What you are asked to do: Extract all data as written.
┌─ Source material
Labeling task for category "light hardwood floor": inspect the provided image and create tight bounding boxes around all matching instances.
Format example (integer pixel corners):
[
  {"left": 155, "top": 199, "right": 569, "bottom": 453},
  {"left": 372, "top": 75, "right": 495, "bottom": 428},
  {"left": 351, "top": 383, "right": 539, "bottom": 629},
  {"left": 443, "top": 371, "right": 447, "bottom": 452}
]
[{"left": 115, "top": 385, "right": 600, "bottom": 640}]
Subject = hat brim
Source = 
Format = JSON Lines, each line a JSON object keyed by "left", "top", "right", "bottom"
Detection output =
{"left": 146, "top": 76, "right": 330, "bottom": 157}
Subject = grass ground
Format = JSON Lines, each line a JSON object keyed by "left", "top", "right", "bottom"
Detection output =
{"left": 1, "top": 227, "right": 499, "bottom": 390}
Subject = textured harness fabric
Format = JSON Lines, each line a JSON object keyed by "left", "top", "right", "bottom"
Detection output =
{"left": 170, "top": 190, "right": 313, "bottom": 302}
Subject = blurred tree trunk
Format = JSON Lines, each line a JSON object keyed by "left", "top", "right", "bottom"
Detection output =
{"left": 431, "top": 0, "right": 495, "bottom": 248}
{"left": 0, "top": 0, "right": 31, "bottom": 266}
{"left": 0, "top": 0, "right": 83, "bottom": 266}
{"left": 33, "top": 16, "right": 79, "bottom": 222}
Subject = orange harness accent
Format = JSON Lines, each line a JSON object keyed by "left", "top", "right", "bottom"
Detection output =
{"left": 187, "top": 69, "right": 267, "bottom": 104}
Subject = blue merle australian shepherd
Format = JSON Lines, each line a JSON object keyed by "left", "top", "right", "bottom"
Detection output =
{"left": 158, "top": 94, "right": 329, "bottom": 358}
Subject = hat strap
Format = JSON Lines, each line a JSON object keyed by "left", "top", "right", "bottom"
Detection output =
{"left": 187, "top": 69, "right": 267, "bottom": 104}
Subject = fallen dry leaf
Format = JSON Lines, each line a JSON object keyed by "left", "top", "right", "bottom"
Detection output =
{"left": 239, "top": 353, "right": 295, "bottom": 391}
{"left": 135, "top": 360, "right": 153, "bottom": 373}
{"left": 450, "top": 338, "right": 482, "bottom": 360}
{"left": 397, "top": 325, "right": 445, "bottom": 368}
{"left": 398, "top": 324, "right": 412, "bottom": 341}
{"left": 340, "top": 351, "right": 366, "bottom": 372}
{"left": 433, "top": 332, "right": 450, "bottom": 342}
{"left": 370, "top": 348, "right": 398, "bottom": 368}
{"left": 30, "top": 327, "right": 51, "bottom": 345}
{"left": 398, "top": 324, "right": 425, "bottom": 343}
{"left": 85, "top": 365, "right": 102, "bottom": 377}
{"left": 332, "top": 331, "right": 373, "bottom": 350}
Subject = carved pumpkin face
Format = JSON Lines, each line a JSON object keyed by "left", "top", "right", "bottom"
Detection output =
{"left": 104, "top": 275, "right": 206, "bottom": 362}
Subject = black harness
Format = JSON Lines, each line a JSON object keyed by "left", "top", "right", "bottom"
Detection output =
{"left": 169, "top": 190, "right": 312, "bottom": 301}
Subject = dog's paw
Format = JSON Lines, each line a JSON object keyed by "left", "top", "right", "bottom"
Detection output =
└─
Result for this exercise:
Labeling task for category "light hardwood floor": inspect the provided image and create tight bounding boxes around all matching instances.
Format example (integer pixel corners):
[
  {"left": 155, "top": 199, "right": 569, "bottom": 453},
  {"left": 372, "top": 75, "right": 495, "bottom": 428},
  {"left": 351, "top": 383, "right": 539, "bottom": 629},
  {"left": 443, "top": 371, "right": 447, "bottom": 452}
]
[{"left": 115, "top": 385, "right": 600, "bottom": 640}]
Subject = hat brim
Source = 
Format = JSON Lines, each line a JSON object keyed by "left", "top", "right", "bottom"
Detection output =
{"left": 146, "top": 76, "right": 330, "bottom": 157}
Subject = grass ground
Format = JSON Lines, each line a JSON object keyed by "left", "top", "right", "bottom"
Detection output =
{"left": 1, "top": 227, "right": 499, "bottom": 390}
Subject = textured harness fabric
Format = JSON Lines, each line a JSON object keyed by "left", "top", "right", "bottom"
Detection output =
{"left": 170, "top": 190, "right": 313, "bottom": 302}
Subject = blurred tree trunk
Format = JSON Lines, each line a JSON object keyed by "left", "top", "right", "bottom"
Detection output =
{"left": 431, "top": 0, "right": 495, "bottom": 248}
{"left": 0, "top": 0, "right": 31, "bottom": 266}
{"left": 0, "top": 0, "right": 83, "bottom": 266}
{"left": 33, "top": 16, "right": 79, "bottom": 222}
Subject = orange harness accent
Format = JSON Lines, each line a JSON object keyed by "left", "top", "right", "bottom"
Detection output =
{"left": 187, "top": 69, "right": 267, "bottom": 104}
Subject = blue merle australian shepherd
Format = JSON Lines, each line a JSON object keyed by "left", "top", "right", "bottom"
Detection output =
{"left": 158, "top": 94, "right": 329, "bottom": 358}
Subject = hat strap
Format = JSON Lines, each line a JSON object keyed by "left", "top", "right", "bottom"
Detection output =
{"left": 187, "top": 69, "right": 267, "bottom": 104}
Subject = fallen dry leaf
Format = JSON Lines, each line a JSON object keyed by "left", "top", "right", "bottom"
Detection output =
{"left": 239, "top": 353, "right": 295, "bottom": 391}
{"left": 135, "top": 360, "right": 153, "bottom": 373}
{"left": 450, "top": 338, "right": 482, "bottom": 360}
{"left": 397, "top": 325, "right": 445, "bottom": 368}
{"left": 398, "top": 324, "right": 412, "bottom": 341}
{"left": 340, "top": 351, "right": 366, "bottom": 372}
{"left": 433, "top": 332, "right": 450, "bottom": 342}
{"left": 370, "top": 348, "right": 398, "bottom": 368}
{"left": 30, "top": 327, "right": 51, "bottom": 345}
{"left": 398, "top": 324, "right": 425, "bottom": 343}
{"left": 85, "top": 365, "right": 102, "bottom": 377}
{"left": 332, "top": 331, "right": 373, "bottom": 350}
Subject = carved pumpkin face
Format = JSON Lines, each line a JSON object keyed by "left", "top", "right", "bottom"
Detection output =
{"left": 104, "top": 275, "right": 206, "bottom": 362}
Subject = black harness
Format = JSON Lines, each line a JSON object keyed by "left", "top", "right", "bottom"
Detection output =
{"left": 169, "top": 190, "right": 312, "bottom": 301}
Subject = dog's paw
Format = JSON Lines, each line a JSON object keyed by "left", "top", "right", "bottom"
Detection output =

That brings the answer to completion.